Each entry here is to be restated word for word.

------ DATA IN THIS EXERCISE ------

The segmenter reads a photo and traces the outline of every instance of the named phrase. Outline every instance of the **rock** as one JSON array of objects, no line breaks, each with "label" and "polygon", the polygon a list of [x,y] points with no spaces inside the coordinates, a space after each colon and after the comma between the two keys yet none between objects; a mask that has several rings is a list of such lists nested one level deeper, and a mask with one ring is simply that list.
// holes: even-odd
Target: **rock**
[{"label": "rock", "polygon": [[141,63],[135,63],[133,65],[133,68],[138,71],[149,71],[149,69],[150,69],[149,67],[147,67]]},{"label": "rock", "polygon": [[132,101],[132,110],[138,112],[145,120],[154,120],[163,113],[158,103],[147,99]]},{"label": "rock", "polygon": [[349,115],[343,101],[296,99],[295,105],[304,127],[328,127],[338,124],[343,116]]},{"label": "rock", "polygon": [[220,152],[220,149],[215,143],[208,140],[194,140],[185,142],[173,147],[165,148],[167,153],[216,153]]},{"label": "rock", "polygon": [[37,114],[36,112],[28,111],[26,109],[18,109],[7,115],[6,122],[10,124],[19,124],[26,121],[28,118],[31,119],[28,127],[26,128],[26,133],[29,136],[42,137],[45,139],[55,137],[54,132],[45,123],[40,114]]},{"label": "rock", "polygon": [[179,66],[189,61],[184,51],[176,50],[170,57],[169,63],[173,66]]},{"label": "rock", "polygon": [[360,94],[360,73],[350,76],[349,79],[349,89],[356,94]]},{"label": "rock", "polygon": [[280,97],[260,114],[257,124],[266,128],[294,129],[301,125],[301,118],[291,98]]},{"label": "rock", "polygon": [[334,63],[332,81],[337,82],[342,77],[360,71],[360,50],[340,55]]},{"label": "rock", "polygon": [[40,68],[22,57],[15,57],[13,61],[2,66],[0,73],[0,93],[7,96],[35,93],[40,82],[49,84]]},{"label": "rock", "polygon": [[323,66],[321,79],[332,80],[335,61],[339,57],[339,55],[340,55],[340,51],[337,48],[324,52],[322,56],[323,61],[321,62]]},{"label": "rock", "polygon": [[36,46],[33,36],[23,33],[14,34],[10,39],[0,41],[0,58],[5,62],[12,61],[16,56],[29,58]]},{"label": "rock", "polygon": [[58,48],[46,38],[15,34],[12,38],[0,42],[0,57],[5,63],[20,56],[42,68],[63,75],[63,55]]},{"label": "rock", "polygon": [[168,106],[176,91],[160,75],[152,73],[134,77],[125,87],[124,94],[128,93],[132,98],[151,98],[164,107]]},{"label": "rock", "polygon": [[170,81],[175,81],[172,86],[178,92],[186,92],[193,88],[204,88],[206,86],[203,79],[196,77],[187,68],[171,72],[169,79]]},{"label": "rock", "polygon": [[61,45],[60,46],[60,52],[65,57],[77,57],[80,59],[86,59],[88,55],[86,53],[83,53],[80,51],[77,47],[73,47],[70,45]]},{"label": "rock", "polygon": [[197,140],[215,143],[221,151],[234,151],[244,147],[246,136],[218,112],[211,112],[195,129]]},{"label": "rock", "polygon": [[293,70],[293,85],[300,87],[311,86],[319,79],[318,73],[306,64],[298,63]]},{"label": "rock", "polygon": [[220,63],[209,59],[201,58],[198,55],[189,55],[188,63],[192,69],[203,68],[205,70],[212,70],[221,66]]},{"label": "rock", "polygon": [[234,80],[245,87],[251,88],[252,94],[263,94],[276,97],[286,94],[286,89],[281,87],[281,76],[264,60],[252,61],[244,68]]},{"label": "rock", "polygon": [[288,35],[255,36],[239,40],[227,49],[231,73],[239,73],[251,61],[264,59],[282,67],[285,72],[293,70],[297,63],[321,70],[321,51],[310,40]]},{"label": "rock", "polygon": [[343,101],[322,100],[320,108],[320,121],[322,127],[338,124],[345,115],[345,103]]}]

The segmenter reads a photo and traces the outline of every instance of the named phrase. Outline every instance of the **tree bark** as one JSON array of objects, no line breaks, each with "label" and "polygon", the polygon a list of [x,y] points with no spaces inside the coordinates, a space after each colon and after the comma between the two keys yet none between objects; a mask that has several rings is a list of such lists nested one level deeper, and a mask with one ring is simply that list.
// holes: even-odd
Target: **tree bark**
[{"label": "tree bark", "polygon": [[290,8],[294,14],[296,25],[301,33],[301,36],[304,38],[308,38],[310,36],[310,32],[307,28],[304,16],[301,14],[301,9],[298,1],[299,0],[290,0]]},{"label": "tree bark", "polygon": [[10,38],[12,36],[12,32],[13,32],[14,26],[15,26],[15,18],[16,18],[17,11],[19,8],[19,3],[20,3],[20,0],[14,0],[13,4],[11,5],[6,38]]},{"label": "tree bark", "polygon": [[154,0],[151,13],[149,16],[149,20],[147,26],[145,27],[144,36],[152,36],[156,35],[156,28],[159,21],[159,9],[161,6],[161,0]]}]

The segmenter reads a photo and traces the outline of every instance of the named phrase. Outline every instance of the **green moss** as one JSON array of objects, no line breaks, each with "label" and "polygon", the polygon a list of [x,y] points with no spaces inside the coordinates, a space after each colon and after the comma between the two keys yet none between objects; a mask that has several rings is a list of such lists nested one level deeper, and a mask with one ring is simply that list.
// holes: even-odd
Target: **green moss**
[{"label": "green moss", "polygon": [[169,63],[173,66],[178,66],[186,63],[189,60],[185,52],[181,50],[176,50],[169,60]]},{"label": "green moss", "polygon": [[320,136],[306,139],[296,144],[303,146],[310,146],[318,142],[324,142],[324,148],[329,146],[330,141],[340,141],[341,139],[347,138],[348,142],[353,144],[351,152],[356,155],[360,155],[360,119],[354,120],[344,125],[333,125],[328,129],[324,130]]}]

------

**OUTPUT OF THE TASK**
The segmenter reads a photo and traces the outline of every instance of the named phrase. Outline every instance of the **rock** as one JSON array of objects, no line breaks, each with "label" and "polygon", the polygon a list of [x,y] points with no spaces inside the coordinates, a space after each colon and after the comma between the two keys yet none between objects; a mask that has several rings is a list of such lists nested one level deeper, and a mask with one ring is simply that list.
// holes: even-odd
Target: **rock**
[{"label": "rock", "polygon": [[141,63],[135,63],[133,65],[133,68],[138,71],[149,71],[149,69],[150,69],[149,67],[147,67]]},{"label": "rock", "polygon": [[132,101],[132,110],[138,112],[145,120],[154,120],[163,113],[158,103],[147,99]]},{"label": "rock", "polygon": [[349,115],[343,101],[296,99],[295,105],[304,127],[328,127],[338,124],[343,116]]},{"label": "rock", "polygon": [[220,152],[220,149],[215,143],[208,140],[194,140],[185,142],[173,147],[165,148],[167,153],[216,153]]},{"label": "rock", "polygon": [[37,114],[36,112],[28,111],[26,109],[18,109],[7,115],[6,122],[10,124],[19,124],[26,121],[28,118],[31,119],[28,127],[26,128],[26,133],[29,136],[42,137],[45,139],[55,137],[54,132],[45,123],[40,114]]},{"label": "rock", "polygon": [[179,66],[189,61],[184,51],[176,50],[170,57],[169,63],[173,66]]},{"label": "rock", "polygon": [[360,94],[360,73],[350,76],[349,79],[349,89],[356,94]]},{"label": "rock", "polygon": [[280,97],[260,114],[257,124],[266,128],[294,129],[301,125],[301,118],[291,98]]},{"label": "rock", "polygon": [[334,63],[332,81],[337,82],[342,77],[360,71],[360,50],[340,55]]},{"label": "rock", "polygon": [[40,68],[22,57],[15,57],[13,61],[2,66],[0,73],[0,93],[7,96],[35,93],[40,82],[49,84]]},{"label": "rock", "polygon": [[323,66],[321,79],[332,80],[335,61],[339,57],[339,55],[340,55],[340,51],[337,48],[324,52],[322,56],[323,61],[321,62]]},{"label": "rock", "polygon": [[36,46],[33,36],[23,33],[14,34],[10,39],[0,41],[0,58],[5,62],[12,61],[16,56],[29,58]]},{"label": "rock", "polygon": [[58,48],[46,38],[15,34],[12,38],[0,42],[0,57],[5,63],[20,56],[42,68],[63,75],[63,55]]},{"label": "rock", "polygon": [[168,106],[176,91],[160,75],[152,73],[134,77],[125,87],[124,94],[128,93],[132,98],[151,98],[164,107]]},{"label": "rock", "polygon": [[170,81],[175,81],[172,86],[178,92],[186,92],[193,88],[204,88],[206,86],[203,79],[196,77],[187,68],[171,72],[169,79]]},{"label": "rock", "polygon": [[61,45],[60,46],[60,52],[65,57],[77,57],[80,59],[86,59],[88,55],[86,53],[83,53],[80,51],[77,47],[73,47],[70,45]]},{"label": "rock", "polygon": [[197,140],[215,143],[221,151],[234,151],[244,147],[246,136],[218,112],[211,112],[195,129]]},{"label": "rock", "polygon": [[293,70],[293,85],[300,87],[311,86],[319,79],[318,73],[306,64],[298,63]]},{"label": "rock", "polygon": [[220,63],[209,59],[201,58],[198,55],[189,55],[188,63],[192,69],[203,68],[205,70],[212,70],[221,66]]},{"label": "rock", "polygon": [[234,80],[245,87],[251,88],[252,94],[263,94],[276,97],[286,94],[286,89],[281,87],[281,76],[264,60],[252,61],[244,68]]},{"label": "rock", "polygon": [[288,35],[255,36],[239,40],[227,49],[231,73],[239,73],[251,61],[264,59],[282,67],[285,72],[293,70],[297,63],[321,70],[321,51],[310,40]]},{"label": "rock", "polygon": [[343,101],[322,100],[320,108],[320,121],[322,127],[338,124],[345,115],[345,103]]}]

The segmenter reads a photo and traces the outline of every instance of the named phrase. Outline every instance of the **tree bark** as one JSON array of objects, no line breaks, each with "label" and "polygon", the polygon a list of [x,y] points with no spaces inside the coordinates, a space after each colon and after the comma between the two keys yet none between objects; a mask that has several rings is a list of such lists nested one level deeper, and a mask with one ring is simply that list.
// holes: even-odd
Target: **tree bark**
[{"label": "tree bark", "polygon": [[290,8],[294,14],[296,25],[301,33],[301,36],[304,38],[308,38],[310,36],[310,32],[307,28],[304,16],[301,14],[301,9],[298,1],[299,0],[290,0]]},{"label": "tree bark", "polygon": [[10,38],[12,36],[12,32],[13,32],[14,26],[15,26],[15,18],[16,18],[17,11],[19,8],[19,3],[20,3],[20,0],[14,0],[13,4],[11,5],[6,38]]},{"label": "tree bark", "polygon": [[154,0],[151,13],[149,16],[149,20],[147,26],[145,27],[144,36],[152,36],[156,35],[156,28],[159,21],[159,9],[161,6],[161,0]]}]

The segmenter reads a photo and traces the outline of every instance of the named phrase. Outline every instance of the **green moss** as one JSON array of objects, no line breaks, each with "label" and "polygon", the polygon a list of [x,y] points with no spaces inside the coordinates, a space after each colon and after the comma between the two keys yet none between objects; a mask that has several rings is a list of such lists nested one level deeper, and a mask with one ring is simply that list.
// holes: even-odd
Target: **green moss**
[{"label": "green moss", "polygon": [[169,63],[173,66],[178,66],[186,63],[189,60],[185,52],[181,50],[176,50],[169,60]]},{"label": "green moss", "polygon": [[320,136],[306,139],[296,144],[303,146],[310,146],[318,142],[324,142],[324,148],[329,146],[330,141],[340,141],[341,139],[347,138],[348,142],[353,144],[351,152],[356,155],[360,155],[360,119],[354,120],[344,125],[333,125],[328,129],[324,130]]}]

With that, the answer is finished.